Natural-language object grounding data:

──────────

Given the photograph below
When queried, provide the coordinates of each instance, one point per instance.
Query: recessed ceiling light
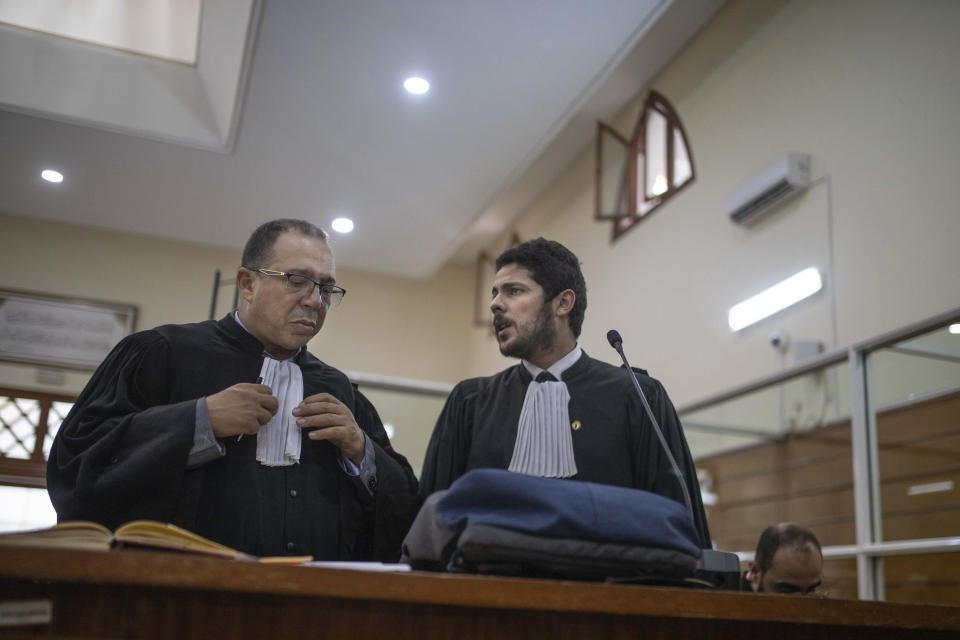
(342, 225)
(416, 85)
(779, 296)
(51, 176)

──────────

Exercise objective
Produce an exact copy of the lines from the line with "When queried, provide" through the last line of the data above, both ends included. No pictures belong in it.

Answer space
When queried, provide the coordinates of each instance, one point per instance.
Query: recessed ceiling light
(342, 225)
(416, 85)
(779, 296)
(51, 176)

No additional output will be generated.